* [Set task] Extract every line of the items below word for word, leaving out the pictures.
* Start Records supplied *
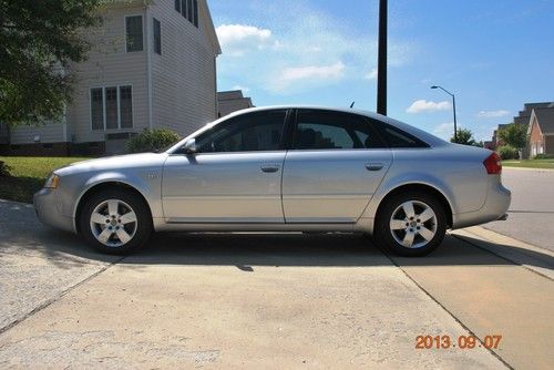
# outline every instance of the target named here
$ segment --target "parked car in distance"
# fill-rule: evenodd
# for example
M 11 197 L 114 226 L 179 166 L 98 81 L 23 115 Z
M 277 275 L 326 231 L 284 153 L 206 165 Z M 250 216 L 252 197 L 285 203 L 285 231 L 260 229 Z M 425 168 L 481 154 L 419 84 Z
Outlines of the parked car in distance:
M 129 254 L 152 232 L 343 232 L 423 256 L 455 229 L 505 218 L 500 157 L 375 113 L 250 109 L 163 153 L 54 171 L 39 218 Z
* End Records supplied *
* [Written response]
# outline every instance of the target named here
$ segment --target "parked car in distance"
# fill-rule: evenodd
# for example
M 11 197 L 114 226 L 179 166 L 98 81 L 23 115 Z
M 277 275 L 326 231 L 284 153 L 206 165 Z M 250 216 L 252 197 L 285 203 L 285 231 L 260 229 Z M 425 168 L 481 154 L 419 84 Z
Outlines of the parked car in distance:
M 129 254 L 152 232 L 343 232 L 423 256 L 455 229 L 505 218 L 500 157 L 375 113 L 250 109 L 163 153 L 54 171 L 39 218 Z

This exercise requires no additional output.